- [What needs to be done]:
The expected output is a copy of every line in the records with the string "query".

- [Record extracts]:
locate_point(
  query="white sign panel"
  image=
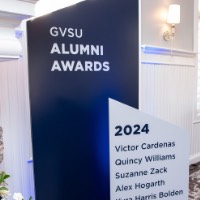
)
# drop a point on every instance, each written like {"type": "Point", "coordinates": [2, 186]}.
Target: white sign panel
{"type": "Point", "coordinates": [149, 158]}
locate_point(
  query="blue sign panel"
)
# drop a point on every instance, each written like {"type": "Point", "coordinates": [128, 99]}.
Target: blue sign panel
{"type": "Point", "coordinates": [78, 58]}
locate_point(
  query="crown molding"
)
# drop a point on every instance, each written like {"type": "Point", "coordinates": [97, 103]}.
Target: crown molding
{"type": "Point", "coordinates": [9, 19]}
{"type": "Point", "coordinates": [29, 1]}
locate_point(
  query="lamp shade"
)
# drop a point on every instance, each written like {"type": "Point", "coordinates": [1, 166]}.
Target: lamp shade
{"type": "Point", "coordinates": [173, 14]}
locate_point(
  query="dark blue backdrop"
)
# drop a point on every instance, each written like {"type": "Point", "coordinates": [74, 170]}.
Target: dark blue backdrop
{"type": "Point", "coordinates": [69, 110]}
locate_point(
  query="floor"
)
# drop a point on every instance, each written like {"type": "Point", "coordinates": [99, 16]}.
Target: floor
{"type": "Point", "coordinates": [194, 182]}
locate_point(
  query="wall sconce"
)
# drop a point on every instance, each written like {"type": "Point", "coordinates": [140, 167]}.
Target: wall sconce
{"type": "Point", "coordinates": [173, 18]}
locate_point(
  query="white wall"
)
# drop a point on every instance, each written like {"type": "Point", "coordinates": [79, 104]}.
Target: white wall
{"type": "Point", "coordinates": [168, 82]}
{"type": "Point", "coordinates": [154, 23]}
{"type": "Point", "coordinates": [167, 90]}
{"type": "Point", "coordinates": [15, 120]}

- [Response to this task]:
  query="white sign panel"
  query="blue sign panel"
  query="crown molding"
  query="lamp shade"
  query="dark blue backdrop"
  query="floor"
  query="wall sconce"
  query="white wall"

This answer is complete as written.